Task details: Don't include pictures. Quote the lines below from the first through the line that contains "positive clicks: (163, 92)".

################

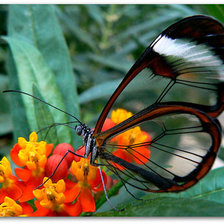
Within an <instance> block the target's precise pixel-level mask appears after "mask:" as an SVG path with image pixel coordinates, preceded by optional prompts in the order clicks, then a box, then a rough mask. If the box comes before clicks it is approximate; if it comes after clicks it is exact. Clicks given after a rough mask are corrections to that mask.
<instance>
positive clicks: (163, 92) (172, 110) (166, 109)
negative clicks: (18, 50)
mask: <svg viewBox="0 0 224 224" xmlns="http://www.w3.org/2000/svg"><path fill="white" fill-rule="evenodd" d="M157 78H158V79H157ZM153 81H154V82H153ZM158 86H159V87H160V88H157V87H158ZM153 88H154V89H153ZM151 89H153V90H151ZM14 92H19V91H14ZM20 92H21V91H20ZM21 93H24V92H21ZM25 94H26V95H29V96H30V94H27V93H25ZM141 94H142V95H141ZM142 96H144V97H142ZM125 97H126V98H127V100H126V101H124V99H125ZM34 98H36V97H34ZM136 102H137V103H136ZM48 105H49V104H48ZM122 105H126V106H127V107H129V108H132V109H133V114H131V115H130V114H129V115H128V116H127V114H128V113H126V112H122V113H121V114H120V115H119V116H120V117H124V118H125V119H123V120H121V121H119V122H117V120H119V119H117V117H116V116H115V118H116V119H114V121H113V122H112V123H114V125H113V126H112V127H110V128H109V129H107V130H105V129H103V127H104V124H105V123H106V119H107V118H108V117H109V116H111V119H112V117H113V116H114V115H116V114H117V111H115V110H114V108H115V109H116V108H119V107H121V106H122ZM139 105H140V106H139ZM126 106H125V107H126ZM53 107H54V106H53ZM139 108H140V109H139ZM59 110H60V109H59ZM223 110H224V27H223V25H222V24H221V23H220V22H218V21H216V20H215V19H213V18H210V17H207V16H200V15H199V16H192V17H188V18H184V19H182V20H180V21H179V22H177V23H174V24H173V25H171V26H169V27H168V28H167V29H165V30H164V31H163V32H162V33H161V34H160V35H158V37H157V38H156V39H155V40H154V41H153V42H152V44H150V45H149V46H148V47H147V48H146V50H145V51H144V52H143V54H142V55H141V56H140V57H139V59H137V61H136V62H135V63H134V65H133V66H132V67H131V68H130V70H129V71H128V72H127V74H126V76H125V77H124V79H123V80H122V81H121V83H120V84H119V86H118V87H117V89H116V90H115V91H114V93H113V94H112V96H111V97H110V99H109V100H108V102H107V104H106V106H105V107H104V109H103V110H102V112H101V114H100V116H99V119H98V121H97V123H96V125H95V128H94V130H91V129H90V128H89V127H87V126H86V125H85V124H83V123H82V122H80V121H79V120H78V119H77V118H76V117H74V116H72V115H70V116H72V117H73V118H75V119H76V121H77V122H78V123H79V125H77V126H76V127H75V131H76V133H77V135H80V136H81V137H82V139H83V143H84V146H85V154H84V158H87V157H90V163H91V164H92V165H95V166H96V165H99V166H105V167H106V168H107V169H108V170H109V171H111V172H112V173H113V174H114V175H116V176H117V177H118V178H119V179H120V180H121V181H122V183H123V184H124V186H125V188H126V189H127V186H132V187H135V188H137V189H139V190H144V191H149V192H178V191H183V190H185V189H187V188H189V187H191V186H193V185H194V184H196V183H197V182H198V181H199V180H200V179H201V178H203V177H204V176H205V175H206V174H207V173H208V172H209V170H210V169H211V167H212V165H213V163H214V161H215V158H216V156H217V153H218V150H219V147H220V145H221V138H222V128H221V125H220V124H219V121H218V119H217V118H218V116H219V115H220V114H221V113H222V112H223ZM61 111H62V110H61ZM114 111H115V112H114ZM65 113H66V112H65ZM67 114H68V113H67ZM119 116H118V117H119ZM67 153H68V152H67Z"/></svg>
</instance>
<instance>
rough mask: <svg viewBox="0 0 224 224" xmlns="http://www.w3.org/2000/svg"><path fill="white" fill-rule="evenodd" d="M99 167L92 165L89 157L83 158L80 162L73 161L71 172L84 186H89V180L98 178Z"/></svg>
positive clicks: (79, 181) (83, 187) (83, 186)
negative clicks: (98, 171) (90, 163)
mask: <svg viewBox="0 0 224 224" xmlns="http://www.w3.org/2000/svg"><path fill="white" fill-rule="evenodd" d="M97 169H98V168H97V167H95V166H92V165H90V161H89V159H85V158H81V159H80V161H79V162H75V161H73V162H72V165H71V173H72V174H73V175H74V176H75V177H76V179H77V181H79V186H80V187H82V188H88V187H89V183H88V182H89V181H90V180H94V179H95V178H96V172H97Z"/></svg>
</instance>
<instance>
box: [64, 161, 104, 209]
mask: <svg viewBox="0 0 224 224" xmlns="http://www.w3.org/2000/svg"><path fill="white" fill-rule="evenodd" d="M70 171H71V173H72V174H73V175H74V178H75V181H76V183H72V182H71V181H69V180H67V183H68V185H66V186H68V189H66V192H65V196H66V199H65V201H66V202H72V201H74V200H75V199H77V202H78V203H80V206H81V208H82V211H83V212H95V210H96V205H95V201H94V197H93V193H94V192H98V191H102V190H103V186H102V182H101V178H100V173H99V169H98V168H97V167H95V166H91V165H90V161H89V159H85V158H81V159H80V161H79V162H76V161H73V162H72V165H71V168H70ZM103 177H104V182H105V184H106V180H107V178H106V174H105V173H104V172H103ZM69 185H70V186H69Z"/></svg>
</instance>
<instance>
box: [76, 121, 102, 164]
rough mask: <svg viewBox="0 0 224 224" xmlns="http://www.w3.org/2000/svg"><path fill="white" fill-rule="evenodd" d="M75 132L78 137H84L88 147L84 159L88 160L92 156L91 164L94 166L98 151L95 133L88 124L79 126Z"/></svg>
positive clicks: (78, 125)
mask: <svg viewBox="0 0 224 224" xmlns="http://www.w3.org/2000/svg"><path fill="white" fill-rule="evenodd" d="M75 131H76V133H77V135H79V136H82V139H83V143H84V146H85V147H86V150H85V154H84V158H87V157H88V156H89V155H90V163H91V164H92V165H94V161H95V160H96V157H97V154H98V149H97V146H96V140H95V138H94V137H93V131H92V130H91V129H90V128H89V127H88V126H87V125H86V124H81V125H77V126H76V127H75Z"/></svg>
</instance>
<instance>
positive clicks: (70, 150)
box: [53, 143, 74, 166]
mask: <svg viewBox="0 0 224 224" xmlns="http://www.w3.org/2000/svg"><path fill="white" fill-rule="evenodd" d="M68 150H70V151H72V152H74V149H73V147H72V146H71V145H70V144H68V143H60V144H58V145H57V146H56V147H55V149H54V152H53V155H56V154H57V155H61V156H64V155H65V153H66V152H67V151H68ZM65 159H66V160H67V163H68V166H70V164H71V163H72V161H73V160H74V154H72V153H70V152H69V153H68V154H67V155H66V157H65Z"/></svg>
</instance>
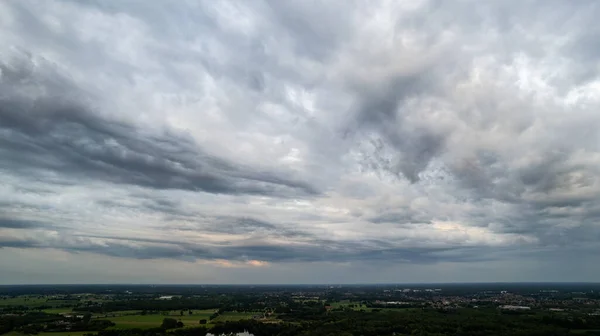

################

Written response:
Within an <instance> block the target's precise pixel-level mask appears after "mask:" as an SVG path with image pixel coordinates, preceded by optional prompts in the order clicks, then a box, then a rough mask. If the box comes before clicks it is approximate; if it comes after clicks it is exact. Clicks given after a rough mask are corrections to that mask.
<instance>
positive clicks: (163, 92) (172, 110) (166, 109)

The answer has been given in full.